:: Provided information ::
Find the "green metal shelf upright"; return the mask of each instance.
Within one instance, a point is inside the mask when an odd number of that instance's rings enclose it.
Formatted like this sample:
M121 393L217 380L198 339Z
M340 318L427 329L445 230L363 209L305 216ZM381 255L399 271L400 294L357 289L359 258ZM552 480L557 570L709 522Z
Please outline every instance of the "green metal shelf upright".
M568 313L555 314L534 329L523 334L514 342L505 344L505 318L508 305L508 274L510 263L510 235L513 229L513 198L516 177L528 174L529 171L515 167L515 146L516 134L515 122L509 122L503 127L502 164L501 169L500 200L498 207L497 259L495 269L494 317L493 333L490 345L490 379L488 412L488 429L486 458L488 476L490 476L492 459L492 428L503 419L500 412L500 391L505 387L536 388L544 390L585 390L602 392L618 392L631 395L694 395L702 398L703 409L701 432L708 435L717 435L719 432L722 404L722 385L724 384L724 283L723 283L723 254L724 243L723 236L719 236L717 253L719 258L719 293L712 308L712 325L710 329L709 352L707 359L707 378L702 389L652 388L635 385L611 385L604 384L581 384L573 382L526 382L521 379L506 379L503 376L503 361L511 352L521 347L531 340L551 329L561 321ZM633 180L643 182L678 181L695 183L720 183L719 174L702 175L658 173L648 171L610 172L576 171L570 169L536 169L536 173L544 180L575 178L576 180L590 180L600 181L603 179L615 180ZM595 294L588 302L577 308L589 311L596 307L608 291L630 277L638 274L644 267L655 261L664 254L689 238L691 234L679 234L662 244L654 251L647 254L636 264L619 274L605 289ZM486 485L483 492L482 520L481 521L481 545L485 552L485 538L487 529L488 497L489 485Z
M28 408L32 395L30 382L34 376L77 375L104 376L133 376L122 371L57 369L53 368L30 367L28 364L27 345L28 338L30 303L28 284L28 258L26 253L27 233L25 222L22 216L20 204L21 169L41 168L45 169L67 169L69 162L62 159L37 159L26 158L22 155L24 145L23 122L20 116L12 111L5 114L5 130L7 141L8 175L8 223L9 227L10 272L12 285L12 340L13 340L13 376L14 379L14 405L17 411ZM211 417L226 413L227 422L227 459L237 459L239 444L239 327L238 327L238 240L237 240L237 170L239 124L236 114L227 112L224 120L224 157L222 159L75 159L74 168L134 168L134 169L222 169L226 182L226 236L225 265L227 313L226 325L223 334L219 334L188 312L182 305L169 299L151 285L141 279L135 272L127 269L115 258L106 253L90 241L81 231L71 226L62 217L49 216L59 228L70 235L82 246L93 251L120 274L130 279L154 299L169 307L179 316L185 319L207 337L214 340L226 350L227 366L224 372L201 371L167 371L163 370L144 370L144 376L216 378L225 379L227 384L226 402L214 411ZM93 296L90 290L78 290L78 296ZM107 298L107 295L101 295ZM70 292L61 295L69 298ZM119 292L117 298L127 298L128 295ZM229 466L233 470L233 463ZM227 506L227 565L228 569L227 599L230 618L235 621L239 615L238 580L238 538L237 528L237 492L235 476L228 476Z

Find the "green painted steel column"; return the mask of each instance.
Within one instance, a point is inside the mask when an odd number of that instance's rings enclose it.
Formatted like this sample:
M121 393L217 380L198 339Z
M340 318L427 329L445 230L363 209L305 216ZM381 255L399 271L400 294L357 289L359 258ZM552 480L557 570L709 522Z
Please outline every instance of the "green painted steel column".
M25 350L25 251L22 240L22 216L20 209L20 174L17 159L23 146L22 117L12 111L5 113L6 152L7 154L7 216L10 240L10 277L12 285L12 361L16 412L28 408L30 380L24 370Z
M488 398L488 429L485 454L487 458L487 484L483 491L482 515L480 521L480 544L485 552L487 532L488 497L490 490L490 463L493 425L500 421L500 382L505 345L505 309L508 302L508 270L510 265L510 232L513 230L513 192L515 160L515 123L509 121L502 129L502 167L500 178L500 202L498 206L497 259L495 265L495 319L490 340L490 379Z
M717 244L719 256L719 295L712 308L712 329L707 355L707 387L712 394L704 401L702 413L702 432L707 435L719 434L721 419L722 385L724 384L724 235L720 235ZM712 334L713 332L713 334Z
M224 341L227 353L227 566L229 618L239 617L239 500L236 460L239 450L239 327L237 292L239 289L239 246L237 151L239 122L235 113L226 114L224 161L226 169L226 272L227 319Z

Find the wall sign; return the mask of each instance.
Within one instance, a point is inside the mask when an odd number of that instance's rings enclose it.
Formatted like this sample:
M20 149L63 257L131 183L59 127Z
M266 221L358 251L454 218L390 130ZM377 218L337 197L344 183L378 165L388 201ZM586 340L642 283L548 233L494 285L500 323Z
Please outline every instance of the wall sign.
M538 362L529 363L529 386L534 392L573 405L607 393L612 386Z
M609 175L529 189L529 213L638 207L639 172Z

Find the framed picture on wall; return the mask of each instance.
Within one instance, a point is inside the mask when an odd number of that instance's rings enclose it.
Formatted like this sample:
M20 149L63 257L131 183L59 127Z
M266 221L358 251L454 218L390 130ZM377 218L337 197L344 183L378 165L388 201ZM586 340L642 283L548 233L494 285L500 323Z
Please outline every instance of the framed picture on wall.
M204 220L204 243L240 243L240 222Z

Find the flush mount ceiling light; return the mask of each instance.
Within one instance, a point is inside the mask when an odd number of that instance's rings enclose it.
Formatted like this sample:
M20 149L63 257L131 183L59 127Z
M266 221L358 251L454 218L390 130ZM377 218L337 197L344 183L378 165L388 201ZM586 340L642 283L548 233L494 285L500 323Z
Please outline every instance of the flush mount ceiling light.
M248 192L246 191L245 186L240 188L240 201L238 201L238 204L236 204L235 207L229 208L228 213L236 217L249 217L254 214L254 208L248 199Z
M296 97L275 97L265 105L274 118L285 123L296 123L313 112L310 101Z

:: Work required ::
Please reproduce all of the entries above verbatim, from start to end, with no changes.

:: Solution ::
Find the "green metal shelf upright"; return the mask of each instance.
Within one instance, a point is inside the mask when an odd number of that instance's rings enclose it.
Formatted like this sample:
M121 393L217 380L198 339Z
M340 318L427 329L445 230L363 209L305 216ZM381 255L399 271L400 294L357 289L359 258ZM552 480L557 570L709 522Z
Please outline every instance of the "green metal shelf upright".
M568 313L555 314L534 329L523 334L514 342L505 344L505 318L508 305L508 274L510 263L510 235L513 229L513 198L516 177L528 174L529 171L515 167L515 146L516 134L515 122L509 122L503 127L502 164L501 169L500 200L498 207L497 259L495 269L494 317L493 333L490 345L490 379L488 412L488 429L486 458L488 476L490 476L492 459L492 428L503 419L500 412L500 391L505 387L536 388L544 390L585 390L602 392L618 392L631 395L694 395L702 398L703 409L701 432L708 435L717 435L719 432L722 404L722 385L724 384L724 283L723 283L723 254L724 243L723 236L719 236L717 253L719 258L719 293L712 308L712 325L710 329L709 352L707 359L707 378L702 389L652 388L635 385L611 385L604 384L581 384L573 382L526 382L521 379L506 379L503 376L503 361L511 352L521 347L531 340L551 329L561 321ZM633 180L643 182L678 181L695 183L720 183L719 174L702 175L658 173L648 171L610 172L576 171L570 169L536 169L536 173L544 180L575 178L576 180L590 180L600 181L603 179L615 180ZM595 294L588 302L577 308L589 311L596 307L608 291L630 277L638 274L644 267L655 261L664 254L689 238L691 234L679 234L662 244L654 251L647 254L636 264L619 274L605 289ZM486 485L483 492L482 520L481 521L481 545L485 552L485 538L487 529L488 497L489 485Z
M28 408L32 395L30 382L34 376L77 375L104 376L133 376L122 371L57 369L53 368L30 367L28 364L27 345L28 338L30 303L28 284L28 258L26 253L27 233L25 222L22 216L20 204L21 169L41 168L45 169L67 169L69 162L62 159L37 159L26 158L22 155L24 145L23 122L20 116L12 111L5 114L5 130L7 141L8 175L8 223L9 227L10 272L12 285L12 340L13 340L13 376L14 379L14 405L17 411ZM211 417L226 413L227 422L227 459L237 459L239 444L239 327L238 327L238 240L237 240L237 170L239 124L236 114L227 112L224 120L224 157L222 159L75 159L74 168L134 168L134 169L222 169L226 182L226 236L225 265L227 313L226 325L223 334L219 334L188 312L182 305L169 299L151 285L141 279L135 272L127 269L115 258L106 253L90 241L81 231L71 226L62 217L49 216L59 228L70 235L82 246L93 251L120 274L130 279L154 299L169 307L179 316L185 319L207 337L214 340L226 350L227 366L224 372L201 371L167 371L163 370L144 370L144 376L216 378L225 379L227 384L226 402L214 411ZM93 296L90 290L78 290L78 296ZM107 298L107 295L101 295ZM70 292L61 295L69 298ZM119 292L117 298L127 298L128 295ZM229 466L233 470L233 463ZM227 506L227 565L228 569L227 599L230 618L235 621L239 615L238 580L238 538L237 528L237 492L235 476L228 476Z

Find the "green painted steel column"; return the mask of each instance.
Within one instance, a point is inside the mask when an odd number of that instance's rings enclose it.
Formatted like this sample:
M121 393L217 380L198 339Z
M340 318L427 329L445 230L363 209L305 216ZM381 255L399 271L400 294L357 289L359 258ZM552 480L557 570L709 522Z
Please outline every instance of the "green painted steel column".
M25 350L25 251L22 240L22 216L20 209L20 174L17 159L23 146L22 117L12 111L5 113L6 152L7 154L7 216L10 240L10 277L12 285L12 361L16 412L28 408L30 380L24 370Z
M488 398L488 429L485 454L487 458L487 484L483 491L482 515L480 521L480 544L485 552L487 532L488 497L490 490L490 463L493 425L500 421L500 382L505 345L505 309L508 302L508 270L510 265L510 232L513 230L513 192L515 160L515 123L509 121L502 129L502 167L500 178L500 202L498 206L497 259L495 265L495 319L490 340L490 379Z
M717 244L719 256L719 295L712 308L712 329L707 355L707 387L712 394L704 401L702 413L702 432L707 435L719 434L721 419L722 385L724 384L724 235L720 235ZM712 334L713 332L713 334Z
M224 341L227 353L227 566L229 618L239 617L239 500L236 460L239 450L239 327L237 292L239 289L239 246L237 151L239 122L235 113L226 114L224 161L226 169L226 272L227 319Z

Find the wall sign; return the mask of each instance.
Within one instance, a point is inside the mask when an odd number of that instance's rings enclose it.
Formatted like this sample:
M20 149L63 257L131 183L59 127Z
M266 221L358 251L454 218L390 130ZM377 218L337 197L344 183L378 165L388 201ZM586 340L642 283L548 233L494 285L500 323Z
Please outline every instance of the wall sign.
M538 362L529 363L529 386L534 392L573 405L607 393L612 386Z
M609 175L529 189L529 213L638 207L639 172Z

Find the framed picture on wall; return the mask of each instance.
Within one instance, a point is inside the mask when an odd number of that instance's rings enclose it.
Formatted like this sample:
M20 149L63 257L131 183L59 127Z
M266 221L358 251L454 218L390 130ZM377 218L337 197L344 183L378 165L388 201ZM586 340L642 283L548 233L494 285L500 323Z
Please outline every instance of the framed picture on wall.
M204 220L204 243L240 243L240 222Z

Find the flush mount ceiling light; return the mask of each instance.
Within one instance, a point is inside the mask when an odd number of that instance's rings enclose it.
Formatted like this sample:
M20 149L63 257L131 183L59 127Z
M266 221L358 251L454 218L390 130ZM377 218L337 197L344 183L378 165L388 201ZM586 340L642 283L548 233L494 285L500 323Z
Please outline every instance of the flush mount ceiling light.
M248 192L246 191L245 186L240 188L240 201L238 201L238 204L236 204L235 207L229 208L228 213L236 217L249 217L254 214L254 208L248 199Z
M296 97L275 97L265 105L274 118L285 123L296 123L313 112L310 101Z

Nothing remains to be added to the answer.